Nto soon after his infamous comment about the nation suffering only a 'zero loss' through 2G spectrum scam had died down, he uttered another 'unspeakable'. He called up social networking websites such as Google, Facebook, Microsoft and Yahoo and asked them to screen contents before publishing. He showed them some objectionable materials that appeared on their websites and that he said left many in the government (and in the party) in complete distaste. Why can't they show respect to the religious sentiments of billion-strong country as large as India and bother to remove such postings? - He apparently asked them point blank.

News reached the bloggers in a flash and they were up in arms (as if they were waiting for a politician to speak). They found the minister's intention was 'mala fide' and let loose (worldwide) 'what was in their mind and what not'. One senior blogger has suggested netizens in India to write about the minister's latest hara-kiri in as many words (unparliamentarily too) as possible on a 'predictive-title' called 'Kapil is an idiot'. Is Sibal really an idiot?

"NO", said Omar Obdullah, the J & K chief minister. Freedom of speech in a democracy should rather be limited than allowed, he sounded in support of Sibal. Shashi Tharoor his fellow MP too came to the minister’s rescue and was vocal in support of monitoring contents on internet that incite communal violence. Does freedom of speech in India allow anyone to say things that might harm or offend others’ fundamental freedom? One’s freedom of speech should not cause harm to the other, agree?

What does law say on this?

The father of civil rights John Stuart Mill has the following to say: “there ought to exist the fullest liberty of professing and discussing, as a matter of ethical conviction, any doctrine, however immoral it may be considered”

== == ==

*TASKS FOR THIS EXERCISE*:
1. In the piece on internet content screening, rewrite the passage from "Nto soon after" to "them point blank.", substituting "administration" for "government".
2. Carry on the piece about the minister's call to screen online content from the point where it stops.

*Saved entries*:

== == ==

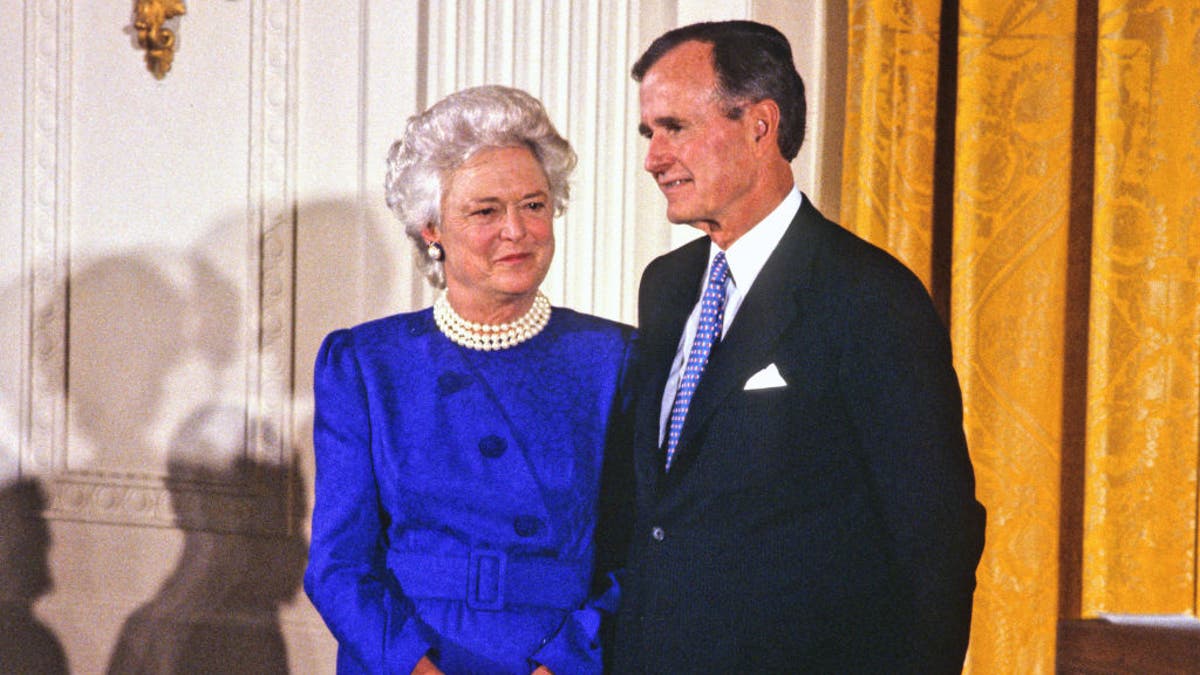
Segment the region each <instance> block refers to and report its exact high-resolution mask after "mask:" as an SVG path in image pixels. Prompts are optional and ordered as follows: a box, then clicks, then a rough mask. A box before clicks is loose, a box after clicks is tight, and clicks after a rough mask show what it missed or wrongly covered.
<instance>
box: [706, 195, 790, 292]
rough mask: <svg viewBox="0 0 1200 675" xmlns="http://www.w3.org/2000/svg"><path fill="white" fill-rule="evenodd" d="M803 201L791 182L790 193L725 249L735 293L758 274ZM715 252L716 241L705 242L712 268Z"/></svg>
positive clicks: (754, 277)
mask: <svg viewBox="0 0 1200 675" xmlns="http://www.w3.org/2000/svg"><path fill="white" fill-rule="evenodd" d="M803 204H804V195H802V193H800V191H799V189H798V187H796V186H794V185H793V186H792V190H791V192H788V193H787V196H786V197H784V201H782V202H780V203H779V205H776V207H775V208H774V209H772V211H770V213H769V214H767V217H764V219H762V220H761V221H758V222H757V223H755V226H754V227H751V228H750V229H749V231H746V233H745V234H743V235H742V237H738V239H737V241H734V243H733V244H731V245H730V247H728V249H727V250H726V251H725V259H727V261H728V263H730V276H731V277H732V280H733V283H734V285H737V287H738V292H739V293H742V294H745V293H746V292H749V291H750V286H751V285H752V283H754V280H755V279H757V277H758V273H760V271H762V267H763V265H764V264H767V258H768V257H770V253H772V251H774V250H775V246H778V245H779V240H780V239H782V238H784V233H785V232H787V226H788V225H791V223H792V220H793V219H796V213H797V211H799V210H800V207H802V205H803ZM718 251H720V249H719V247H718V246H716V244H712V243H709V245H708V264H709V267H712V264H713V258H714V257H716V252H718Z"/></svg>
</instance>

== == ==

*RESPONSES BY ITEM NUMBER*:
1.
Nto soon after his infamous comment about the nation suffering only a 'zero loss' through 2G spectrum scam had died down, he uttered another 'unspeakable'. He called up social networking websites such as Google, Facebook, Microsoft and Yahoo and asked them to screen contents before publishing. He showed them some objectionable materials that appeared on their websites and that he said left many in the administration (and in the party) in complete distaste. Why can't they show respect to the religious sentiments of billion-strong country as large as India and bother to remove such postings? - He apparently asked them point blank.

2.
According to Mill, there are two major clauses to free speech. The Harm Principle and the Offense Principle. The first is OK but not the second. Logic and Reason should only be the guiding principles to determine which one is harm and which an offense is. He argued that even if an opinion is false, the truth can better be understood by refuting the error. Majority opinions in his view were neither completely true nor abysmally false.

He pointed out that allowing free expression with competing views on a point of debate should determine the truth. He supported free speech on political grounds too, stating it is a critical component for a representative govt to have in order to empower debate over a public policy. He said eccentricity was preferable to uniformity and stagnation.

If a Galileo or a Dr. Zakir Naik or a Maoist rebel or an actor Kushboo or a painter M.F.Hussain or a civil society leader Anna Hazare or a model Veena Malik of Pakistan had not been allowed to say what he or she wanted to say, we would not have known the real truth about ‘earth and life’.

As Mill said, let's 'search for and discover the truth as way to further our knowledge' but welcome now Kapil Sibal for setting forth (on social websites) a new debate on personal freedom.